Reproduce each item below word for word, and leave the pictures out of your answer.

═══

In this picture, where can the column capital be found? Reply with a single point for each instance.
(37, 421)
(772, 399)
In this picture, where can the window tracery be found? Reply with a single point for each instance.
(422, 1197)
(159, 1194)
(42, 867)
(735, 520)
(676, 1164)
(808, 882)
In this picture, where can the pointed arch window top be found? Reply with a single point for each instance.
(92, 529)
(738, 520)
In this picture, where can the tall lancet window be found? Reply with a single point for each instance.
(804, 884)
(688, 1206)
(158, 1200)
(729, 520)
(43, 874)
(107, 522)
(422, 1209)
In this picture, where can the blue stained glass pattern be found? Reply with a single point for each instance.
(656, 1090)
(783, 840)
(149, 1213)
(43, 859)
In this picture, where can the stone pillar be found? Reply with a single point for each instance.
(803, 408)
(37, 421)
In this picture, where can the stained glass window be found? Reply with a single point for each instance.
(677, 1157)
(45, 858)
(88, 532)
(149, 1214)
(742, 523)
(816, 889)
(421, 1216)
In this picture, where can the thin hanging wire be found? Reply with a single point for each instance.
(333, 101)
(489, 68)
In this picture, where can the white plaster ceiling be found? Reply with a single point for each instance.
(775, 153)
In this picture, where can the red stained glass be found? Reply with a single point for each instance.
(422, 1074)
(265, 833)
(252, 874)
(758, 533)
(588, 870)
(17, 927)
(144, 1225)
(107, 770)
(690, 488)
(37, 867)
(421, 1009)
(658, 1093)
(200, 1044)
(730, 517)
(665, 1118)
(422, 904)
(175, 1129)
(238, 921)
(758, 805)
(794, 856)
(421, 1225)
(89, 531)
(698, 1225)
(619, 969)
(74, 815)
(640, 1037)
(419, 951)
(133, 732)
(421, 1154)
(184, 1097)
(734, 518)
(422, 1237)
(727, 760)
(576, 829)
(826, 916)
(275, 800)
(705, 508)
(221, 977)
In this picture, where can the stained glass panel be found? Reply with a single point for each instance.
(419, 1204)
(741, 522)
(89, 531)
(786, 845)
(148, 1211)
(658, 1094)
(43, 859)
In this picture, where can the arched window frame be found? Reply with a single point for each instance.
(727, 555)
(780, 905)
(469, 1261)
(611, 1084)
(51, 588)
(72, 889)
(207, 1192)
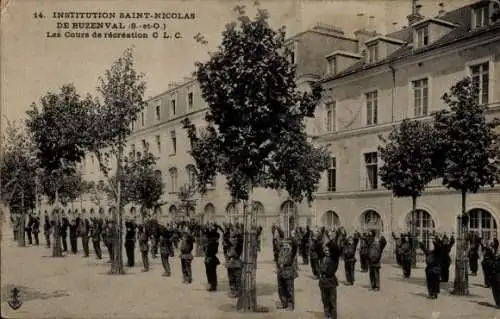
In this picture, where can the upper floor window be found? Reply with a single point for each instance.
(158, 143)
(371, 170)
(173, 106)
(481, 16)
(157, 113)
(422, 37)
(420, 97)
(331, 67)
(331, 116)
(480, 74)
(190, 100)
(132, 150)
(371, 108)
(332, 175)
(191, 176)
(173, 179)
(173, 139)
(372, 53)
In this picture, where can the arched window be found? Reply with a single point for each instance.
(424, 225)
(331, 220)
(157, 212)
(232, 212)
(482, 223)
(191, 176)
(158, 174)
(209, 212)
(172, 211)
(288, 216)
(173, 180)
(371, 220)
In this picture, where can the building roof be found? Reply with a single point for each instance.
(461, 17)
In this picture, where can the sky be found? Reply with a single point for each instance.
(32, 64)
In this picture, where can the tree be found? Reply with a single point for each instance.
(470, 157)
(19, 174)
(141, 183)
(58, 127)
(122, 90)
(256, 131)
(408, 164)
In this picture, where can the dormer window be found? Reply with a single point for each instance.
(372, 53)
(481, 16)
(422, 37)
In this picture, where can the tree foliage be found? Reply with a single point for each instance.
(68, 183)
(142, 183)
(408, 158)
(109, 121)
(256, 131)
(467, 141)
(18, 169)
(58, 125)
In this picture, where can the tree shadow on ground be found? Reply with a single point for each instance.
(485, 304)
(28, 294)
(480, 286)
(263, 289)
(261, 311)
(412, 280)
(316, 314)
(420, 294)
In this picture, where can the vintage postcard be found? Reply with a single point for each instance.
(232, 159)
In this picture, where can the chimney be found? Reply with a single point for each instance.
(441, 11)
(172, 85)
(371, 23)
(415, 15)
(328, 28)
(361, 36)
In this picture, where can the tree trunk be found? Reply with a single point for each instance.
(21, 235)
(117, 262)
(461, 282)
(56, 245)
(413, 230)
(247, 302)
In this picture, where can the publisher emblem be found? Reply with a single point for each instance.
(15, 301)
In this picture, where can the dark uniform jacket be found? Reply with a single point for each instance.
(35, 227)
(187, 245)
(286, 259)
(375, 250)
(235, 250)
(143, 241)
(165, 244)
(433, 258)
(349, 249)
(130, 231)
(328, 266)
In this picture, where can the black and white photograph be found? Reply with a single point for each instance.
(184, 159)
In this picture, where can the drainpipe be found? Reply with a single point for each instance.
(391, 205)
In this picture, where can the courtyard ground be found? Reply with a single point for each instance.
(76, 287)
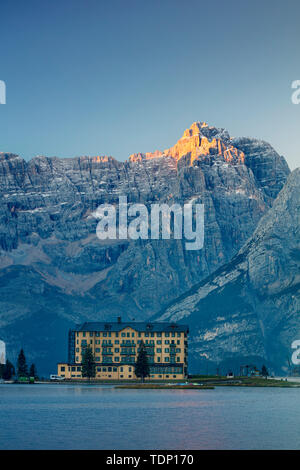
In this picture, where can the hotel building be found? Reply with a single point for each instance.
(115, 348)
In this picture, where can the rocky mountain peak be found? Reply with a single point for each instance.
(200, 140)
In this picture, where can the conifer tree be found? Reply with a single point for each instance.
(8, 370)
(22, 365)
(142, 369)
(32, 371)
(264, 371)
(88, 368)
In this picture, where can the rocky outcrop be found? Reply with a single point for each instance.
(250, 307)
(52, 261)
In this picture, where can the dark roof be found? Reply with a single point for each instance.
(138, 326)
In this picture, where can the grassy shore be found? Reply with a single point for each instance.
(166, 386)
(243, 382)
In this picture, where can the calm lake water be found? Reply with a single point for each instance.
(101, 417)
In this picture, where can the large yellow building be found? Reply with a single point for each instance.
(115, 347)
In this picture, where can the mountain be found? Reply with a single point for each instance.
(248, 310)
(54, 271)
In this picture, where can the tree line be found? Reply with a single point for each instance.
(8, 371)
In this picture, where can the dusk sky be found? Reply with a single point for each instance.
(88, 77)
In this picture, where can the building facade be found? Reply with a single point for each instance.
(115, 348)
(2, 352)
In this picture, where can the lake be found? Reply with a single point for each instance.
(58, 416)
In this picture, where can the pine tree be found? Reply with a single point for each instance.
(8, 370)
(32, 371)
(264, 371)
(22, 365)
(88, 368)
(142, 369)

═══

§ **EXPECTED ANSWER**
In this picture, where can the column capital be found? Reply with a single point for each instance.
(37, 421)
(772, 399)
In this picture, where can the window tracery be found? Reply with a single point for each instance.
(422, 1197)
(159, 1194)
(42, 867)
(735, 520)
(676, 1164)
(808, 882)
In this picture, where can the pointed arch window top be found? Reply with a single point for each instance.
(92, 529)
(738, 520)
In this picture, where can the tall lancet window be found? Reply with a single point for each instance.
(804, 884)
(688, 1206)
(158, 1200)
(729, 520)
(43, 874)
(107, 522)
(422, 1209)
In this picture, where can the blue stained glass pattern be found? Reply with a single point for each instance.
(656, 1090)
(783, 840)
(149, 1213)
(43, 859)
In this picture, where can the stone pillar be found? Reply with a single point for each instance.
(803, 408)
(37, 421)
In this picture, where can the stained glass window be found? Reply with a single point for each instance.
(677, 1157)
(45, 858)
(88, 532)
(149, 1214)
(742, 523)
(816, 889)
(421, 1216)
In this picture, where can the thin hanging wire be found? Reply with a single point for each instance.
(333, 101)
(489, 68)
In this picture, where can the white plaster ceiling be found? Reply with a single point for each instance.
(775, 153)
In this picture, where can the red stained glass be found? Reply with a single point for each instance.
(422, 1074)
(265, 833)
(252, 874)
(758, 533)
(588, 870)
(17, 927)
(144, 1225)
(107, 770)
(690, 488)
(37, 867)
(421, 1009)
(658, 1093)
(200, 1044)
(730, 517)
(665, 1118)
(422, 904)
(175, 1129)
(238, 921)
(758, 805)
(794, 856)
(421, 1225)
(89, 531)
(698, 1225)
(619, 969)
(74, 815)
(640, 1037)
(419, 951)
(133, 732)
(421, 1154)
(184, 1097)
(734, 518)
(422, 1237)
(727, 760)
(576, 829)
(826, 916)
(275, 800)
(705, 508)
(221, 977)
In this picture, where can the stained glass panel be found? Reply with a single point for each instance.
(419, 1204)
(741, 522)
(89, 531)
(786, 845)
(148, 1211)
(658, 1094)
(43, 859)
In this picture, where can the arched window frame be found? Reply with a single point for each instance.
(727, 555)
(780, 905)
(469, 1261)
(611, 1084)
(51, 588)
(72, 889)
(207, 1192)
In this picture, where can the upper floor window be found? Reply with a single point for each instance.
(158, 143)
(371, 170)
(173, 106)
(481, 16)
(157, 113)
(422, 37)
(420, 97)
(331, 67)
(331, 116)
(480, 74)
(190, 100)
(132, 150)
(371, 108)
(332, 175)
(191, 176)
(173, 179)
(173, 139)
(372, 53)
In this picture, where can the arched window be found? Reply with a single point for each instance.
(424, 225)
(331, 220)
(157, 212)
(232, 212)
(482, 223)
(191, 176)
(158, 174)
(209, 212)
(172, 211)
(288, 216)
(173, 180)
(371, 220)
In this picture, where can the building roof be found? Reply with a single point for each instance.
(461, 17)
In this picture, where can the sky be found? Reply with a single point for each instance.
(32, 64)
In this picture, where can the tree be found? Reply with a single point for each instance.
(470, 157)
(19, 174)
(141, 183)
(58, 127)
(122, 90)
(256, 131)
(408, 164)
In this picture, where can the dormer window be found? Reply with a single point for each instance.
(372, 53)
(481, 16)
(422, 37)
In this picture, where can the tree foliage be found? Reply with a single point for each instance.
(68, 183)
(142, 183)
(408, 158)
(109, 121)
(256, 131)
(467, 141)
(18, 169)
(58, 125)
In this picture, where can the tree shadow on ground be found? Reply with a single point for each instance.
(485, 304)
(28, 294)
(480, 286)
(263, 289)
(261, 311)
(412, 280)
(316, 314)
(420, 294)
In this picture, where can the vintage postcard be found? Reply with a single point for each instance.
(232, 159)
In this picture, where can the chimney be found? Reply with a single point for each instance.
(441, 11)
(172, 85)
(371, 23)
(415, 15)
(328, 28)
(361, 36)
In this picture, where can the tree trunk be found? Reply with a single point for each instance.
(21, 235)
(117, 262)
(461, 282)
(56, 245)
(413, 230)
(247, 302)
In this picture, where can the publisher emblem be found? Reply with a single point for each instance.
(15, 301)
In this picture, where can the dark uniform jacket be found? Reply with a single point for each instance.
(35, 227)
(187, 245)
(286, 259)
(375, 250)
(235, 250)
(143, 241)
(165, 244)
(433, 258)
(349, 249)
(130, 231)
(328, 266)
In this picture, where can the black and white photograph be found? Reply with a single point for each instance.
(184, 159)
In this picture, where can the drainpipe be found? Reply with a single point for each instance.
(391, 205)
In this picture, where can the courtyard ground be found? Reply with a single point for each instance.
(76, 287)
In this picture, where can the hotel building be found? Reply with a single point for each instance.
(115, 348)
In this picture, where can the rocky mountain peak be found? Reply with a single point for each instance.
(200, 140)
In this picture, where can the conifer tree be found? Reply with a single point for each instance.
(8, 370)
(22, 365)
(142, 369)
(32, 371)
(264, 371)
(88, 368)
In this picture, where can the rocky outcrop be found? Reply with a single point for each instance.
(250, 307)
(52, 261)
In this picture, where can the dark roof be found? Reply with a single point for each instance.
(138, 326)
In this picture, where can the grassy shore be found? Reply with a single point for each instance.
(166, 386)
(243, 382)
In this picture, where can the calm lake water be found? Reply with a single point for each instance.
(101, 417)
In this picture, where can the large yellow building be found? Reply with a single point for each instance.
(115, 347)
In this picture, where can the mountain be found? Reply with a single point for each instance.
(248, 310)
(54, 271)
In this picture, where can the tree line be found? Reply with a single point for each instance.
(8, 371)
In this picture, where can the dusk sky be found? Reply with a single point for each instance.
(88, 77)
In this picture, where can the building facade be found? Reply with a single point for each instance.
(115, 348)
(2, 352)
In this picture, where can the lake be found? Reply with a single point for each instance.
(58, 416)
In this picture, where can the pine tree be found? Reply with a single point for each instance.
(8, 370)
(32, 371)
(264, 371)
(22, 365)
(88, 368)
(142, 369)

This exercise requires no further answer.